■ WHAT IS NEEDED: Your task is to return the span of lines beginning at the one with "can u box the dark" and ending at the last line of the data, exactly as it stands.

■ DATA SUPPLIED:
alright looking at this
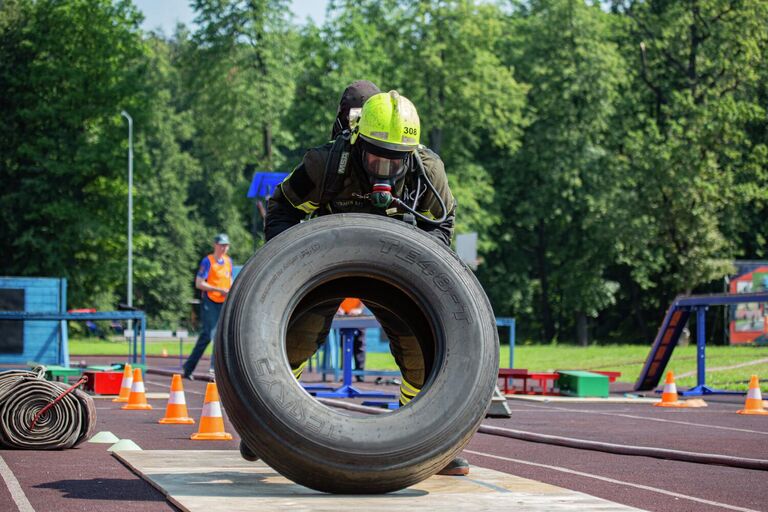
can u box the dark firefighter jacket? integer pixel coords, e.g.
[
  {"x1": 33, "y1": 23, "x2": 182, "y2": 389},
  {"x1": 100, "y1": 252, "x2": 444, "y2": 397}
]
[{"x1": 266, "y1": 142, "x2": 456, "y2": 246}]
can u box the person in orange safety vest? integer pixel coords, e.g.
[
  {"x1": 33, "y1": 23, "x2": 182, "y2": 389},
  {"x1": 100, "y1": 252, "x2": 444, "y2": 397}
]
[
  {"x1": 337, "y1": 298, "x2": 366, "y2": 382},
  {"x1": 183, "y1": 233, "x2": 232, "y2": 380}
]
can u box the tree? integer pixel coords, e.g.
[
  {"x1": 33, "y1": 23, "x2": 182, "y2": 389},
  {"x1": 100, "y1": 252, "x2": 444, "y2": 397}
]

■ TASK RESULT:
can u box the dark firefighter jacket? integer pixel coords, e.g.
[
  {"x1": 33, "y1": 23, "x2": 182, "y2": 389},
  {"x1": 100, "y1": 252, "x2": 444, "y2": 397}
]
[{"x1": 266, "y1": 142, "x2": 456, "y2": 246}]
can u box the person in orange safety vest? integer pixel coords, e.g.
[
  {"x1": 33, "y1": 23, "x2": 182, "y2": 389},
  {"x1": 100, "y1": 252, "x2": 444, "y2": 397}
]
[
  {"x1": 337, "y1": 298, "x2": 366, "y2": 382},
  {"x1": 183, "y1": 233, "x2": 232, "y2": 380}
]
can u box the tree? integer pixel coords, e.g.
[
  {"x1": 33, "y1": 23, "x2": 182, "y2": 389},
  {"x1": 100, "y1": 252, "x2": 444, "y2": 397}
]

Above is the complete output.